Task directions> Your task is to retype each line of the data below exactly.

═══ Input records

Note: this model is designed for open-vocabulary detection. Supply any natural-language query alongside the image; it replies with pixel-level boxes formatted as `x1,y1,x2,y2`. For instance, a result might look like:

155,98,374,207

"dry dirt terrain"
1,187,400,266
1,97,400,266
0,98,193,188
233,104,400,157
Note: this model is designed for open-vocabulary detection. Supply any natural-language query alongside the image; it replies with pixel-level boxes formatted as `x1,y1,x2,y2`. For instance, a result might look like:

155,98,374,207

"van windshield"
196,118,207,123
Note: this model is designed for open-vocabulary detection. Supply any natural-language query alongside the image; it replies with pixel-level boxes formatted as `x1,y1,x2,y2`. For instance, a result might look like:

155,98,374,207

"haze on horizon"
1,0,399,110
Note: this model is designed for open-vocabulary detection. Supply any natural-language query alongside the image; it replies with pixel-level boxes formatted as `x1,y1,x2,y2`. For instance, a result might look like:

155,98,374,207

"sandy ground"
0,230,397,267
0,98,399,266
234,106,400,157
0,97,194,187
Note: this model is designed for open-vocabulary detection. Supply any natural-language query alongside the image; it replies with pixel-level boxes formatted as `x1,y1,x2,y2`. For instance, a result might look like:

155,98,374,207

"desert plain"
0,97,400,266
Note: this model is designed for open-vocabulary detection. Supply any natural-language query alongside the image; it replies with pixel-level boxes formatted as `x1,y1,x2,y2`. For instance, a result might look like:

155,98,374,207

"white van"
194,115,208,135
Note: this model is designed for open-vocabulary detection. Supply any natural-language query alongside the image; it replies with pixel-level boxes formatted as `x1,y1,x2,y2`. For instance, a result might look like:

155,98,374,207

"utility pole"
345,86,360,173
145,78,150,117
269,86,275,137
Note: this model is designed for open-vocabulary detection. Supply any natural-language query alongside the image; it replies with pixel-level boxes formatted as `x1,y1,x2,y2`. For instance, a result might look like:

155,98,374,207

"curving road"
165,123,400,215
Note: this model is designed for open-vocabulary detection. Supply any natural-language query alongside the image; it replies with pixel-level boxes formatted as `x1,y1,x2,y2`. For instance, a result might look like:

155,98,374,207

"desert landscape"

══════

Answer section>
Note: this model is designed for open-vocabulary detection. Supply any natural-language query alongside the image; it replies with pixel-level boxes formatted as `x1,y1,x2,y2`. For instance, a result might look like:

155,98,374,207

"dry dirt terrain"
1,187,400,266
1,97,400,266
0,98,193,188
233,104,400,157
Note: this model is designed for open-vocabulary detection. Supply any natural-language query alongside the image; it replies with pixel-level boxes formatted as `x1,y1,x2,y2`. For instance, a result might look like:

155,98,374,207

"van windshield"
196,118,207,123
Note: this model is designed for open-vocabulary detection. Supply any natural-language query alongside the image; it replies with pixel-level boxes formatted as `x1,y1,x2,y2`. For instance, a result might look like:

155,98,374,207

"haze on horizon"
1,0,399,110
Note: this model is designed for open-vocabulary detection. Supply any natural-language query alongside the image; it replies with pixel-level boxes formatted as `x1,y1,x2,y2`. For instance, a result might look like:

155,98,374,207

"sandy ground"
0,230,397,267
0,98,399,266
234,106,400,157
0,97,194,187
Note: this model is designed for open-vocabulary detection. Supply any natural-language query alongside the image; it replies with pixel-level boxes formatted as `x1,y1,x2,y2`. For instance, a result might look like:

155,98,374,207

"desert plain"
0,97,400,266
Note: this model is designed for open-vocabulary detection. Supply any natural-language query alongside the image; it replies with pixel-level boxes formatted as `x1,y1,x2,y2`. For instance, a result might look like:

155,98,374,207

"white van"
194,115,208,135
Note: this model is designed for open-vocabulary detection. Supply any natural-language query alongside the image; it replies with pixel-level boxes formatted as `x1,y1,x2,y2`. For instance, a result might look like:

155,98,374,207

"utility pole"
345,86,360,173
145,78,150,117
269,86,275,137
Note: this model is designed for open-vocabulary detection. Supply any natural-language query alongside the image; it replies with pixel-level boxes formatted as `x1,y1,x2,y2`. For instance, a result might look like:

155,98,374,207

"curving road"
165,123,400,215
Note: this model is designed for open-vocabulary detection. Supply any natural-language query alongside the image; it replies with pixel-level boxes formatted as `x1,y1,x2,y2`. For instance, a result might look like:

155,98,374,207

"desert landscape"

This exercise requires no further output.